# Reading passage start
Wearing Turning Gloves - A Spirited Discussion

Excerpts from The Messageboards

Dawn Adams asked: Does anyone here use a glove when turning. A large sized very sharp piece of wood flew off my blank the other day and stabbed my hand. Ouch! It was bleeding quite badly, so I put on a carving glove so I could finish turning my blank without blood getting everywhere (I could have taken the time to go upstairs and bandage it properly, but if I left the shop I may have gotten caught by chores needing to be done). I liked the way it felt turning with the glove on, but in the back of my mind I was very worried about catching the glove in the lathe. Could be dangerous. I have searched for posts on other boards and found varied responses (pros and cons for both sides).

George Troy: Yes, I use golf gloves for my left hand. I have been whacked before and stitches were needed on my hand. I believe if I had been wearing my golf glove I might have escaped with out injury. I keep all the fingers in my glove, I do not cut them off. I have seen demos at symposiums where the turner had them for both hands. Some turners also cut the glove fingers off. Not me.

Ken Oakley-Sunny St. Cloud, Fla: I have seen many really bad accidents involving gloves and spinning machinery. I would prefer cuts, slices, ripping, and piercing of flesh that can be repaired with stitches than some of the crippling damage done to fingers, hands, wrists, and arms when a glove gets caught on an object being spun by horse power forcing it to go from 800-1000 RPM or faster to zero RPM instantly. Long hair coming into contact with a spinning object can change your hairstyle in an instant also.
# Reading passage end
# Records to process start
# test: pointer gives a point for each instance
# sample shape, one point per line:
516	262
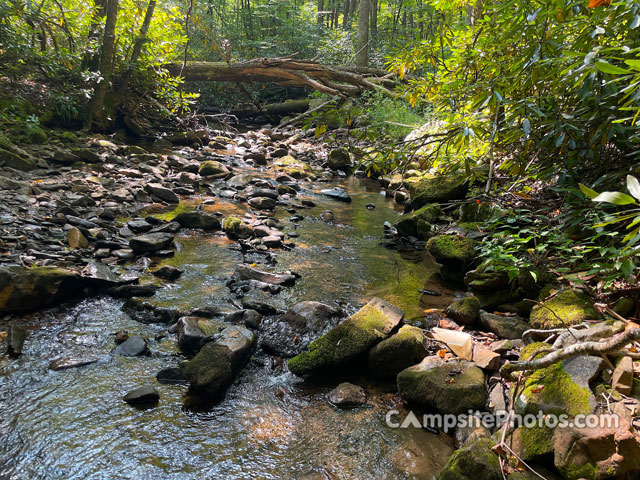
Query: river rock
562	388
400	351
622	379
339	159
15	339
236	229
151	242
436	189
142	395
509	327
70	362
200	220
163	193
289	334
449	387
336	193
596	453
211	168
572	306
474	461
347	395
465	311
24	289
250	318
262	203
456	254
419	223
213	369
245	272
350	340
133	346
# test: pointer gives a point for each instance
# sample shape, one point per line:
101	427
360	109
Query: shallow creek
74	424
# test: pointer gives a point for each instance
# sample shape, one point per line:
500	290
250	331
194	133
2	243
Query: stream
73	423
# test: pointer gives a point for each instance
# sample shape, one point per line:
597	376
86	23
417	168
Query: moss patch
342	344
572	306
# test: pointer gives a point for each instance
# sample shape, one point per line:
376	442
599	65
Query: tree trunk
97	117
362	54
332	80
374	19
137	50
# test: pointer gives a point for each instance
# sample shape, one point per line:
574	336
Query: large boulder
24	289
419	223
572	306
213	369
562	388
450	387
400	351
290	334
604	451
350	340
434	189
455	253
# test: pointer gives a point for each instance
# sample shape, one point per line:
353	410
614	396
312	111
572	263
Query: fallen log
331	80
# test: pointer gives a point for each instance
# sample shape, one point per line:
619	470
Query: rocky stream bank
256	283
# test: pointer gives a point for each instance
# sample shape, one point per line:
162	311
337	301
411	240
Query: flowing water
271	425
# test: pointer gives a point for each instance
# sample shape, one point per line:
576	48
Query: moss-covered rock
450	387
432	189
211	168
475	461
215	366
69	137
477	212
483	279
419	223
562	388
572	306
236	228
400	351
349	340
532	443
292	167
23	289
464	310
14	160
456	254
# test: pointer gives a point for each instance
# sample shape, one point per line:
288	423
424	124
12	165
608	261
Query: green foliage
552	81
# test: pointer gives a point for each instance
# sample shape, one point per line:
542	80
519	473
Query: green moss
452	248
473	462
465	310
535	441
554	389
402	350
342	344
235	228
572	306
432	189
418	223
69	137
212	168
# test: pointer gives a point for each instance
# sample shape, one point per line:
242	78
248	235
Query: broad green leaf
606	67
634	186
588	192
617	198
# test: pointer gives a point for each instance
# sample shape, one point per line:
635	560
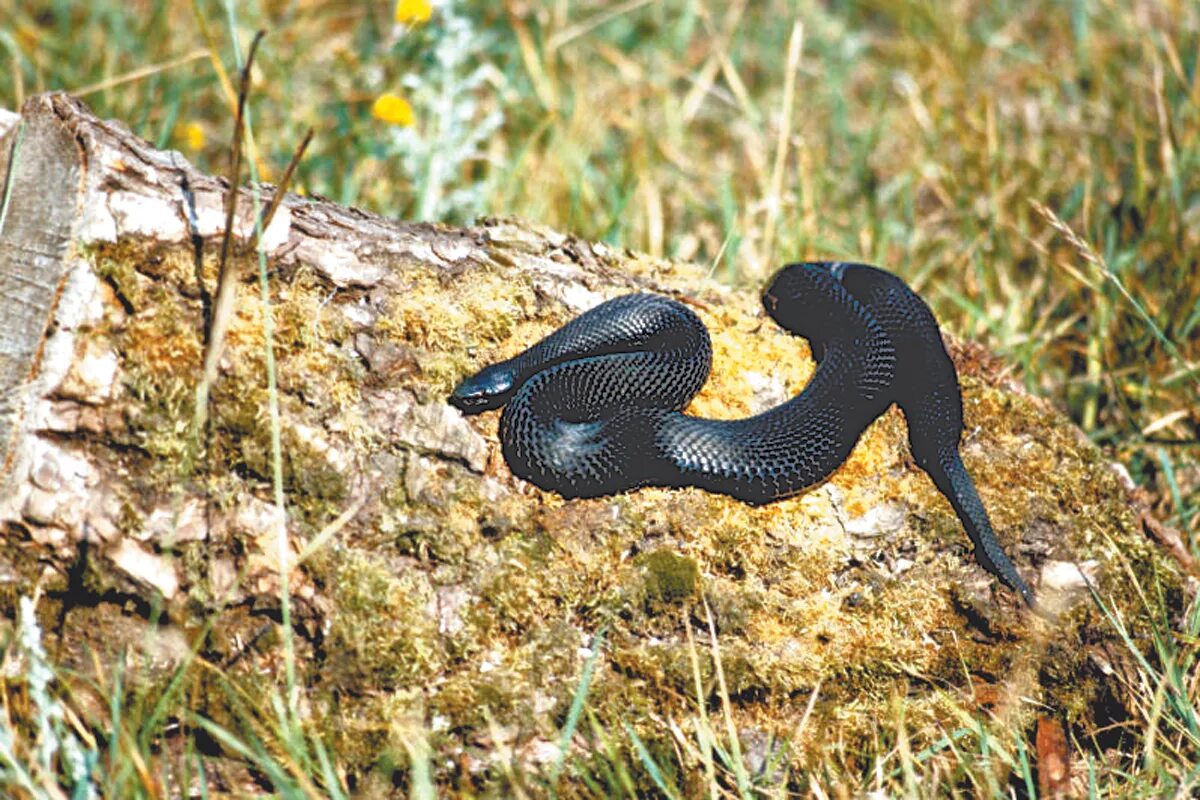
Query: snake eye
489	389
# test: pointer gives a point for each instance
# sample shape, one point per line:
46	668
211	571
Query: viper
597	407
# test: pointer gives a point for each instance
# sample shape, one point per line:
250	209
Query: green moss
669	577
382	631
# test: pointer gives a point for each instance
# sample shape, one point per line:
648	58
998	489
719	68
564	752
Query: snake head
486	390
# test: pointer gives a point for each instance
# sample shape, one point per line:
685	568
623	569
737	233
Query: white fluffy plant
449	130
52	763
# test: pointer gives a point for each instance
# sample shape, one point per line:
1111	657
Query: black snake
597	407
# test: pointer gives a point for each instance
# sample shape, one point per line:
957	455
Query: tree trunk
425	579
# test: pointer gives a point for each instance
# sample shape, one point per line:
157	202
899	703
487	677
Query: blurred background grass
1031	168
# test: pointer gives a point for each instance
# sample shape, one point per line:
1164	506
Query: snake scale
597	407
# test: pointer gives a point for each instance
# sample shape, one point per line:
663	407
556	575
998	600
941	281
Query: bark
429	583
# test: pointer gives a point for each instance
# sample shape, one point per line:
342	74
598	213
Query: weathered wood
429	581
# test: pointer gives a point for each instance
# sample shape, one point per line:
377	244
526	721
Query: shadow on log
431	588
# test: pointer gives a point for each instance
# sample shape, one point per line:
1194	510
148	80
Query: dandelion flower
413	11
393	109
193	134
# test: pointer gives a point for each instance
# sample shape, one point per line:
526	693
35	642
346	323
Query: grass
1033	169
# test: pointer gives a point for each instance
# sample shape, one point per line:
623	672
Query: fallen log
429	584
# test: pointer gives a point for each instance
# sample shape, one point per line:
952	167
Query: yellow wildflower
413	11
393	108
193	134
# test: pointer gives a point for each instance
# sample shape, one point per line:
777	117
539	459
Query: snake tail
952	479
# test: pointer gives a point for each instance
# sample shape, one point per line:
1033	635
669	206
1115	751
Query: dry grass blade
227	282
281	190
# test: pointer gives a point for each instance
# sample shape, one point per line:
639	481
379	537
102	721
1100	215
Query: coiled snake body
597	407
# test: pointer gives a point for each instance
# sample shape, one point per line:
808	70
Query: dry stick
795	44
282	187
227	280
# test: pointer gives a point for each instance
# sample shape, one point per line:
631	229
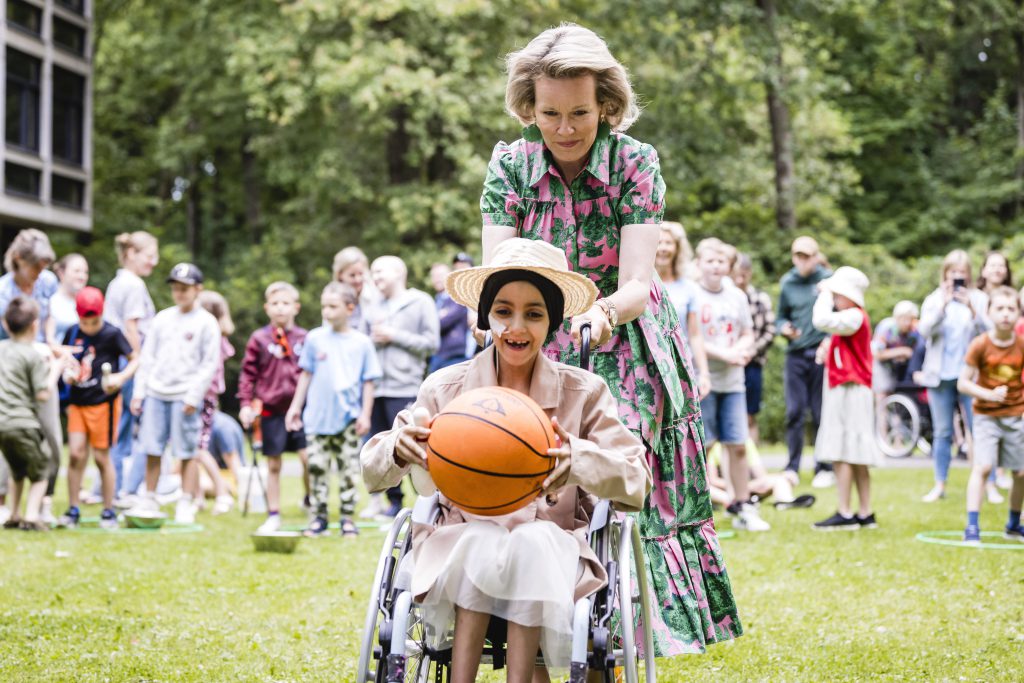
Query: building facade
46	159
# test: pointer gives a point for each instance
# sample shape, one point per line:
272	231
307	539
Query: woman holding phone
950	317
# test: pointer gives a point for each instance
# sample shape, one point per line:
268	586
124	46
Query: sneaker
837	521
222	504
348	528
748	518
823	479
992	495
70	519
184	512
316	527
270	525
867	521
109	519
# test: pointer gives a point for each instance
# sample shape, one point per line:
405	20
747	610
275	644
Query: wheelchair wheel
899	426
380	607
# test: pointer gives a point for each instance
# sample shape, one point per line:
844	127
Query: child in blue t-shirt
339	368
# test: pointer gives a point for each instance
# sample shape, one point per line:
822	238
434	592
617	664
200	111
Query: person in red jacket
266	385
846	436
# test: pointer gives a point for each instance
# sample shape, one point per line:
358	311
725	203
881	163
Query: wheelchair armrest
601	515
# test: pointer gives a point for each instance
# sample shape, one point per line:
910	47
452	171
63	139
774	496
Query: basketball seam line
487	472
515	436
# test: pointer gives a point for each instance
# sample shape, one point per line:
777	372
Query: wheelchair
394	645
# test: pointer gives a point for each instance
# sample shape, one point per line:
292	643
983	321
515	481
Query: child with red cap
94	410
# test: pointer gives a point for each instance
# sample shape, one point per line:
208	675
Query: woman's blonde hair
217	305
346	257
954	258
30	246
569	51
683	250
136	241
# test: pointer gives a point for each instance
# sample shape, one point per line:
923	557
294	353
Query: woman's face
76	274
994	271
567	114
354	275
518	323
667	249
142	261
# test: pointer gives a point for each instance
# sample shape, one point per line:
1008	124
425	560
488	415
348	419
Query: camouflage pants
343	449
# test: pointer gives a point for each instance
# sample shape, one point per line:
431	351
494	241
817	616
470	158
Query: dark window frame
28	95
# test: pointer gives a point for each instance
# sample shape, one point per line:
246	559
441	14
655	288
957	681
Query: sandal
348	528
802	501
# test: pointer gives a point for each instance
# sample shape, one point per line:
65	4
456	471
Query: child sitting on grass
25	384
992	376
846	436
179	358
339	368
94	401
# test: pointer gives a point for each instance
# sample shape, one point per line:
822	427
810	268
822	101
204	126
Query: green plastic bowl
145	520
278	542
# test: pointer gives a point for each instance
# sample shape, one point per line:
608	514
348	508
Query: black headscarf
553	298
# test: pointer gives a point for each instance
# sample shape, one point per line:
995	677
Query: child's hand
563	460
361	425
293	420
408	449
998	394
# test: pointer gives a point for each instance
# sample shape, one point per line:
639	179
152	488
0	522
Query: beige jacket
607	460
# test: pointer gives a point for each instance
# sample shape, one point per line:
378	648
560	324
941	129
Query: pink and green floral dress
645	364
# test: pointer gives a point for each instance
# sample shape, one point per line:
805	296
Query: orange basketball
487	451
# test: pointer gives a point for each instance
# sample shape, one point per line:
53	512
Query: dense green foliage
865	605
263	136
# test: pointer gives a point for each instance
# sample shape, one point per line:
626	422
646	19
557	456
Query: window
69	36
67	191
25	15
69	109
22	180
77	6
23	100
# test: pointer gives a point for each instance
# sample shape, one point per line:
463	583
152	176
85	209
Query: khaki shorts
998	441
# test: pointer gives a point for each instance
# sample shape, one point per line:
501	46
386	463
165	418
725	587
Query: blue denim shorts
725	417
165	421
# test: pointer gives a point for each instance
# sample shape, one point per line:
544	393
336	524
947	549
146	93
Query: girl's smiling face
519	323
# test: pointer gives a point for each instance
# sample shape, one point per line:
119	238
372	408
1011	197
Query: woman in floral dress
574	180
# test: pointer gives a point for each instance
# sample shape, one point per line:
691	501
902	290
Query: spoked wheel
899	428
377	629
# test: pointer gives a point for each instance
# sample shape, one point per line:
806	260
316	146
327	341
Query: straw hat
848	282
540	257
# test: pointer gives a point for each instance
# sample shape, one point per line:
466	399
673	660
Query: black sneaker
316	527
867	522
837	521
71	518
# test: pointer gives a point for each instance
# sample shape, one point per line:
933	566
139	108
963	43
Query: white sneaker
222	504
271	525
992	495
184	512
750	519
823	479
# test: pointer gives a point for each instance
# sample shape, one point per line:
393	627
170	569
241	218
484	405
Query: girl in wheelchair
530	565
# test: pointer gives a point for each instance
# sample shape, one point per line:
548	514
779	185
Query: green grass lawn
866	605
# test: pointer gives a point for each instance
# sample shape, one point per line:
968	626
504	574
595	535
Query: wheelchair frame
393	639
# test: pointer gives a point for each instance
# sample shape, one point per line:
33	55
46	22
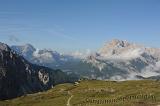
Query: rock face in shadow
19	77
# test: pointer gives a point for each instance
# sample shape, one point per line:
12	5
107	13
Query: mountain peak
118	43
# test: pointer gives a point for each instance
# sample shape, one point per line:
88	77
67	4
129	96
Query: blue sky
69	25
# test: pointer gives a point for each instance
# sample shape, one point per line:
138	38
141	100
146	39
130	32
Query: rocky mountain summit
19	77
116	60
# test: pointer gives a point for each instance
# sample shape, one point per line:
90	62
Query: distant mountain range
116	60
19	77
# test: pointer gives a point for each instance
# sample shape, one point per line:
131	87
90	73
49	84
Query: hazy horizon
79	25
# Records to process end
## [Tasks]
• a. Extract each line of the entries that contains the word "window".
• b. Carry the discussion of wearing turning gloves further, beginning at the point where it stops.
The discussion of wearing turning gloves and the entries bear no relation to one another.

## [Answers to the exercise]
• a.
Query: dark window frame
Query: window

• b.
Maybe the fact that I started working with machinery 60+ years ago when gloves, long hair, loose clothing, finger rings were all no-no's make me old fashioned but I still have all digits, joints and appendages I started with 73 years ago.

Devon Palmer: Yeah, I wear either fingerless carpenter gloves or cycling gloves with Gel padding (helps with vibration, etc). I can only get a few months out of each pair as they get cut up, chewed up, and just worn out. They've saved the side of my wrist many a time from a sharp bowl edge. Good point on safety, though—usually only wear them for roughing out to limit the danger.

John Lucas: I will have to review my turning procedures. Years ago I wore gloves because I had the same problem with wood burning my hand or bark coming off and hitting my hand. I have turned 15 bowls in the last month all from rough stock and didn't even need a glove.

Here's what I think is the difference although I'm not 100 percent sure how I turned before. Okay, first I don't round the piece over by starting parallel to the bed and running back and forth to get the blank round. What I usually do now is start near the middle and true up the back working my way out toward the edge. I do this with the flute up rubbing the side of my side ground gouge. I try to get the gouge handle as low as possible so I'm getting a shearing cut which is a cleaner cut, safer and throws the shavings down and away from me.

As I start to round the bowl from bottom toward the rim I revert to a push cut with the flute pointing more or less to about 9 o'clock. To keep from getting beat to death by either hitting a large out of round area or low spots I anchor the tool with my left hand and pivot the tool in an arc. This allows me to take a very controlled cut that is never too big. This is the basic technique I use to get the blank round and roughly to shape.

I think what I used to do is push on the bevel. This made the tool bounce in the high and low spots and really wore me out. By doing the levering cut with a big bowl gouge with a long heavy handle I can take ½ to ¾" deep cuts and round off the bowl quite safely and quickly and haven't needed to wear a glove like I used to.

Not sure when or why I changed the way I was doing this. I know part of it was watching John Jordan demo. He was taking huge cuts and wasn't straining at all. I decided I was working too hard and there had to be a better way.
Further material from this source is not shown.